» **Task instructions**
What you return should match the data exactly, from the first line to the last.

(Point localization data)
######
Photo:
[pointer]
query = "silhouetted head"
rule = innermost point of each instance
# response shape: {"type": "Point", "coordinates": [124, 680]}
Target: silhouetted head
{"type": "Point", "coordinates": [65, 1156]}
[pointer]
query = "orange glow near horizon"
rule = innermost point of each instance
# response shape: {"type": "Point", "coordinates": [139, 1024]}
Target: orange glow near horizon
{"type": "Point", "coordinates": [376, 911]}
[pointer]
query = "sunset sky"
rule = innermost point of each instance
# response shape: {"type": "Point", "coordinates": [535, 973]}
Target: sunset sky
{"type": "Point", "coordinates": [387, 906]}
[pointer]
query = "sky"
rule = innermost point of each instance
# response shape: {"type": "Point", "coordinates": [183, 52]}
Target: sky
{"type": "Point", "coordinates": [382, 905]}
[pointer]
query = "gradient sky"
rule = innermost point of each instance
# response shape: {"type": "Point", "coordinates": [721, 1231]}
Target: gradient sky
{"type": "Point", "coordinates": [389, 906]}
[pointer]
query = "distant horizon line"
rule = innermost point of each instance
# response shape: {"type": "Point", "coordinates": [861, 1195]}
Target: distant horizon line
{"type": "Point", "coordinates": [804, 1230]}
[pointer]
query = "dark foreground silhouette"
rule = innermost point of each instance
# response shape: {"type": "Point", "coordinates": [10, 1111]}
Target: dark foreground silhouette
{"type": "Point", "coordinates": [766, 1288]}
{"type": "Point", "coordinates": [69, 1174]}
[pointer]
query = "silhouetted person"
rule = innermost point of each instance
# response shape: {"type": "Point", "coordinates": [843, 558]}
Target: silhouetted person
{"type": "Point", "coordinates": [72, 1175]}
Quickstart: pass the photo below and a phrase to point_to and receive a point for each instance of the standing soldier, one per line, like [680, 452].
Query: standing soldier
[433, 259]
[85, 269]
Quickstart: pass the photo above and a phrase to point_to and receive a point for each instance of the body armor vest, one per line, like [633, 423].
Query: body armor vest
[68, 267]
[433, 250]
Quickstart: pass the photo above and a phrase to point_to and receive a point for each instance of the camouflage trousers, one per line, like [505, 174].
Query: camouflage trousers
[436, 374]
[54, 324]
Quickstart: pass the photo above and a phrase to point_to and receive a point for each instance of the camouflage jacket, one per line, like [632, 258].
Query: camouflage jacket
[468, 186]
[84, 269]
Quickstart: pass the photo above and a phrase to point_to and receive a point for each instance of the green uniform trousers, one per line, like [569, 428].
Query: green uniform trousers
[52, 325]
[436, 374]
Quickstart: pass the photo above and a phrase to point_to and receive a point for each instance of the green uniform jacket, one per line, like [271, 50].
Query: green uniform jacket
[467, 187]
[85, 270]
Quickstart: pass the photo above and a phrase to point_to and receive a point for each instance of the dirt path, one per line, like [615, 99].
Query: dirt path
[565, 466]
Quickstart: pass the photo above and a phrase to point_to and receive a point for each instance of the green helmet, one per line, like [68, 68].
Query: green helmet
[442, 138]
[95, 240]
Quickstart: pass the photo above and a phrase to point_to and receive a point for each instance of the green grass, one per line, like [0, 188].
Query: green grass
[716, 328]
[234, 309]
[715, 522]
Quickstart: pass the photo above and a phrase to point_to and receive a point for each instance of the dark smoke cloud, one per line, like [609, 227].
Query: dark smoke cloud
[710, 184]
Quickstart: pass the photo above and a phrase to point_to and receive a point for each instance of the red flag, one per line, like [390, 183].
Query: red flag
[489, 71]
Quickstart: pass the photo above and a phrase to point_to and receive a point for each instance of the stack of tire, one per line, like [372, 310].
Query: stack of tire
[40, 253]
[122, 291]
######
» **Task output**
Photo:
[pointer]
query = "silhouetted head"
rule = innermost point of each instance
# response shape: {"type": "Point", "coordinates": [124, 680]}
Target: silhouetted head
{"type": "Point", "coordinates": [65, 1156]}
[pointer]
query = "orange glow near horizon"
rule = innermost point of each instance
# response shape: {"type": "Point", "coordinates": [139, 1024]}
Target: orange glow near horizon
{"type": "Point", "coordinates": [376, 911]}
[pointer]
query = "sunset sky"
rule = innermost point of each instance
# response shape: {"type": "Point", "coordinates": [535, 973]}
Target: sunset sky
{"type": "Point", "coordinates": [387, 906]}
[pointer]
query = "sky"
rule = innermost point of each instance
# response shape: {"type": "Point", "coordinates": [183, 52]}
Target: sky
{"type": "Point", "coordinates": [382, 905]}
[pointer]
query = "gradient sky"
rule = innermost point of each instance
# response shape: {"type": "Point", "coordinates": [721, 1231]}
Target: gradient sky
{"type": "Point", "coordinates": [389, 906]}
[pointer]
query = "distant horizon line"
rule = innermost point of each instance
# response shape: {"type": "Point", "coordinates": [861, 1195]}
Target: distant horizon line
{"type": "Point", "coordinates": [804, 1230]}
[pointer]
query = "dark foreground silhouette"
rule = innermost point of each instance
# response shape: {"type": "Point", "coordinates": [10, 1111]}
Target: dark foreground silhouette
{"type": "Point", "coordinates": [766, 1288]}
{"type": "Point", "coordinates": [69, 1174]}
[pointer]
query = "silhouetted person"
rule = innermost point of each instance
# response shape: {"type": "Point", "coordinates": [843, 558]}
Target: silhouetted person
{"type": "Point", "coordinates": [72, 1175]}
Quickstart: pass the photo below and a phrase to point_to and receive a point for each instance of the standing soldier, one per line, like [680, 452].
Query: standing soldier
[433, 259]
[85, 269]
Quickstart: pass the photo above and a phrase to point_to and receive a point for each instance of the body armor vest, one per line, like [633, 423].
Query: body armor vest
[68, 267]
[433, 250]
Quickstart: pass the photo above and a phrase to point_to and receive a point for each instance of the camouflage trousers, one per line, like [505, 174].
Query: camouflage trousers
[436, 374]
[54, 324]
Quickstart: pass the photo above and a phrase to point_to and receive a point for each instance of the camouflage jacket, one per line, like [632, 258].
Query: camouflage jacket
[468, 186]
[84, 269]
Quickstart: pass the photo above and a phrase to point_to and receive a point for each instance of the green uniform trousers, one per line, like [569, 428].
Query: green uniform trousers
[52, 325]
[436, 374]
Quickstart: pass the photo above and a phrase to point_to and receive a point for each instance of the green uniform jacket, one per line, like [271, 50].
Query: green uniform jacket
[467, 187]
[85, 270]
Quickstart: pass the photo above and a phrase to point_to and receive a point for each instance of the dirt path, one per line, like [615, 99].
Query: dirt path
[565, 466]
Quickstart: pass the photo above and a phrase to point_to and receive a point for each instance of the green helmet, one per line, like [68, 68].
Query: green helmet
[442, 138]
[95, 240]
Quickstart: pass the photo above and a phrase to point_to and receive a point for each instance of the green grass, one per line, like [0, 188].
Query: green grass
[716, 328]
[234, 309]
[715, 522]
Quickstart: pass the photo above and a phrase to point_to and receive a point for each instance of the dark smoke cloud, one per line, like [609, 227].
Query: dark smoke cloud
[710, 184]
Quickstart: pass the photo above and a phrase to point_to and receive a point for each instance of the red flag, one per line, like [390, 183].
Query: red flag
[489, 71]
Quickstart: pass the photo above and a phrase to point_to and receive a point for each instance of the stack of tire, one per line, like [372, 310].
Query: stack of tire
[40, 253]
[122, 291]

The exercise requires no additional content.